Keeping pictures out of the copy, restate each record word for word.

Segment Start: Source information

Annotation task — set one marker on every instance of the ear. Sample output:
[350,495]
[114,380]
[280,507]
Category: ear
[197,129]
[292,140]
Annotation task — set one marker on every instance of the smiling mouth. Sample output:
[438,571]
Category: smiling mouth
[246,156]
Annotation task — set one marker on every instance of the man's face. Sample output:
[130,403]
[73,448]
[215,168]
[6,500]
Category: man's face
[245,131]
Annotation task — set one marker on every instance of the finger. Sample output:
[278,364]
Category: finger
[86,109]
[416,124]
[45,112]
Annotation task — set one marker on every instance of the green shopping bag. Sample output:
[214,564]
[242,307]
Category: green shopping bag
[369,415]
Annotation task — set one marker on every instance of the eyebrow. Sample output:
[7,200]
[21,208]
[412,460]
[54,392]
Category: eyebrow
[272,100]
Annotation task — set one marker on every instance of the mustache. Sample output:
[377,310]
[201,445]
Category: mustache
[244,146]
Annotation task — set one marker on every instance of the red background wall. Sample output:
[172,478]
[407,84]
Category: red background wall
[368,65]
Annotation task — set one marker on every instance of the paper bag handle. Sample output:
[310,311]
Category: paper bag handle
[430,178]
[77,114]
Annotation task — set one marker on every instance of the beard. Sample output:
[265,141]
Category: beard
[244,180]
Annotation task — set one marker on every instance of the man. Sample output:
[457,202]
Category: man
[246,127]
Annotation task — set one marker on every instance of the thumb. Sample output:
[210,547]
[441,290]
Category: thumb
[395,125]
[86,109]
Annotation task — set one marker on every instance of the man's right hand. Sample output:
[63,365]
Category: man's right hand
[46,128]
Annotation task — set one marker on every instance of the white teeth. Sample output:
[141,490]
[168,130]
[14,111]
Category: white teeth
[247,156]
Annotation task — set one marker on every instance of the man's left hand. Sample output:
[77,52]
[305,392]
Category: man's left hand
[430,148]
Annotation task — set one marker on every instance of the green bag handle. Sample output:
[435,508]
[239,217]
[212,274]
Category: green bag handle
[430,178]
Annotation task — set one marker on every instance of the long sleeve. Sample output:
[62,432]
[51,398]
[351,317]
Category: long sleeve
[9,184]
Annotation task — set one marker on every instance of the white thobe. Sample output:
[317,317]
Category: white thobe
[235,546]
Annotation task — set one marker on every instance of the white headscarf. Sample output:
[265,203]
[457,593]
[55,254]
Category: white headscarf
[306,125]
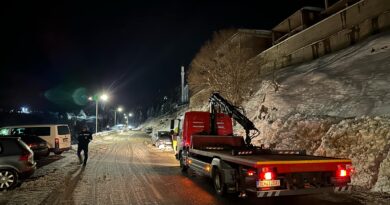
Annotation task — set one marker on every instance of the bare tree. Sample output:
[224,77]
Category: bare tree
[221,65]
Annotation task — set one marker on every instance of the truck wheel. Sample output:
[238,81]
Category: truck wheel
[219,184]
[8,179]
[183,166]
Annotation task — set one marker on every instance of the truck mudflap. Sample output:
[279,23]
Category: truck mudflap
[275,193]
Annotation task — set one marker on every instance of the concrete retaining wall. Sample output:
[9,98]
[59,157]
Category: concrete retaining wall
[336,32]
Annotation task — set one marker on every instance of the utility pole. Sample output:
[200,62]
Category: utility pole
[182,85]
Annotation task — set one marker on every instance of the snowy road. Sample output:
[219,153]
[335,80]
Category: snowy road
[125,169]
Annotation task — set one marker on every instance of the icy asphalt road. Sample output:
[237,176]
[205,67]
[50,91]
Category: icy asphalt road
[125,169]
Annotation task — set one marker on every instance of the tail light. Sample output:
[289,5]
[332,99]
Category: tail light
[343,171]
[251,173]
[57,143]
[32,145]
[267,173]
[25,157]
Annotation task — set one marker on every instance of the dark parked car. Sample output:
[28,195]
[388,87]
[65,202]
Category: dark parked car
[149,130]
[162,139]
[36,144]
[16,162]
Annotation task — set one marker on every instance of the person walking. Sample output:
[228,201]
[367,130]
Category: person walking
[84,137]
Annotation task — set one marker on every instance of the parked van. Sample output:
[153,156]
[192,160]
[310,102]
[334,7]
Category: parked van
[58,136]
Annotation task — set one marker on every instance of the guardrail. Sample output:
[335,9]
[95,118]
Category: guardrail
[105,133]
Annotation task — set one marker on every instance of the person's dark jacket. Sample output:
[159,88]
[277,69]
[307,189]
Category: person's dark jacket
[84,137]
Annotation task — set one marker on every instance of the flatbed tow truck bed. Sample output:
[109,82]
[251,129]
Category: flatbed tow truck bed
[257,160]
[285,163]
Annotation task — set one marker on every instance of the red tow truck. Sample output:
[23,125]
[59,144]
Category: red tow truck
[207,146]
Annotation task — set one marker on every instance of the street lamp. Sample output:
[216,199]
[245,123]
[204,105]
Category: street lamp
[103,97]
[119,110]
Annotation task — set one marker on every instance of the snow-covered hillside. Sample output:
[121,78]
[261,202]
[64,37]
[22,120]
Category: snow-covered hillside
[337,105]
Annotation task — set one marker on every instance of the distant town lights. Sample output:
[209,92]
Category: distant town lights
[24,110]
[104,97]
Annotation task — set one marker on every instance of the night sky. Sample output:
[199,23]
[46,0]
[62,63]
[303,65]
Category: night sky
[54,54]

Segment End: Source information

**Answer to this exercise**
Annotation task — set one marker on every instance of the ear. Sample output:
[350,495]
[114,380]
[280,507]
Category: ear
[197,129]
[292,140]
Annotation task — set one marker on every instance of the smiling mouth. Sample output:
[438,571]
Category: smiling mouth
[246,156]
Annotation task — set one marker on every instance of the man's face. Sample output:
[130,403]
[73,448]
[215,168]
[6,500]
Category: man's face
[245,131]
Annotation task — set one marker on every instance of the finger. Sample output:
[278,364]
Category: finger
[86,109]
[416,124]
[45,112]
Annotation task — set one marker on every instance of the green shopping bag. Sample output:
[214,564]
[242,307]
Category: green shopping bag
[369,415]
Annotation task — set one marker on every instance of the eyebrow. Sample output:
[7,200]
[21,208]
[412,460]
[54,392]
Category: eyebrow
[272,100]
Annotation task — set one marker on every instance of the mustache. Sample output:
[377,310]
[201,445]
Category: mustache
[244,146]
Annotation task — set one marker on every instance of the red background wall. Sample output:
[172,478]
[407,84]
Category: red background wall
[368,65]
Annotation task — set one marker on every instance of the paper bag handle. Sample output:
[310,311]
Category: paper bag handle
[430,178]
[77,114]
Annotation task — set one marker on every instance of the beard. Sample output:
[265,141]
Category: beard
[244,180]
Annotation task — set one marker on every instance of the man. Sample output:
[457,202]
Category: man
[246,127]
Annotation task — set one marker on every instance of the thumb. Sample output:
[210,547]
[441,290]
Category: thumb
[395,125]
[86,109]
Annotation task — set one marker on every instance of the man's right hand. Sample output:
[63,365]
Category: man's right hand
[46,128]
Annotation task — set one marker on every instance of the white teeth. Sample output:
[141,490]
[168,130]
[14,111]
Category: white teeth
[247,156]
Annotation task — set one marker on every instance of the man's left hand. Sample output:
[77,52]
[305,392]
Category: man's left hand
[430,148]
Annotation task — set one marker on every instance of the green bag handle. Sample output:
[435,508]
[239,217]
[212,274]
Category: green bag handle
[430,178]
Annotation task — set one marker on every instance of the long sleeve. Sample output:
[62,432]
[51,398]
[351,317]
Category: long sleeve
[9,184]
Annotation task — set one marker on every instance of the white thobe. Sample output:
[317,317]
Category: white thobe
[235,546]
Annotation task — set one marker on every instance of the white headscarf. Sample output:
[265,203]
[457,593]
[55,254]
Category: white headscarf
[306,125]
Annotation task — set one marker on every instance of the bare tree. Sample output:
[224,77]
Category: bare tree
[221,65]
Annotation task — set one marker on every instance of the truck wheel. Sample output:
[238,81]
Category: truck wheel
[219,184]
[8,179]
[183,166]
Annotation task — set one marker on every instance of the truck mudflap. Sample output:
[279,23]
Category: truck mudflap
[275,193]
Annotation task — set one marker on every instance of the concrete retaining wall. Sample output:
[9,98]
[59,157]
Category: concrete retaining wall
[336,32]
Annotation task — set one marker on every instance of the utility pole. Sample output:
[200,62]
Category: utility pole
[182,85]
Annotation task — set one marker on every instance of the snowy road. Sample output:
[219,153]
[335,80]
Category: snowy road
[125,169]
Annotation task — set one marker on every instance of the icy asphalt road. Sample output:
[237,176]
[205,67]
[50,91]
Category: icy asphalt road
[125,169]
Annotation task — set one marker on every instance of the tail light. Sample output:
[289,5]
[332,99]
Category: tail light
[343,171]
[251,173]
[57,143]
[32,145]
[267,173]
[25,157]
Annotation task — set one marker on every instance of the dark parked car. Sample output:
[28,195]
[388,87]
[65,202]
Category: dark parked car
[149,130]
[162,139]
[36,144]
[16,162]
Annotation task — set one marker on every instance of the person walking. Sample output:
[228,201]
[367,130]
Category: person walking
[84,137]
Annotation task — set one marker on every instance of the parked van. Sample output:
[153,156]
[192,160]
[310,102]
[334,7]
Category: parked van
[58,136]
Annotation task — set one marker on every instance of the guardrail. Sample output:
[335,9]
[95,118]
Category: guardrail
[105,133]
Annotation task — set one marker on every instance of the person's dark jacket. Sample output:
[159,88]
[277,69]
[307,189]
Category: person's dark jacket
[84,137]
Annotation task — set one marker on every instance of the flatbed tow truck bed. Sample output:
[109,82]
[251,129]
Category: flatbed tow truck bed
[257,160]
[285,163]
Annotation task — set one marker on every instance of the red tow truck. Sample output:
[23,125]
[59,144]
Category: red tow truck
[207,146]
Annotation task — set one marker on every instance of the street lamp. Sample output:
[216,199]
[245,123]
[204,105]
Category: street lamp
[103,97]
[119,110]
Annotation task — set one marker on every instance of the snow-covered hillside. Sample output:
[121,78]
[261,202]
[64,37]
[22,120]
Category: snow-covered hillside
[337,105]
Annotation task — set one marker on every instance of the distant town lights. Sample output:
[209,92]
Category: distant town lights
[24,110]
[104,97]
Annotation task — set one marker on every instance of the night sky. Sample output:
[199,23]
[46,0]
[62,63]
[303,65]
Category: night sky
[54,54]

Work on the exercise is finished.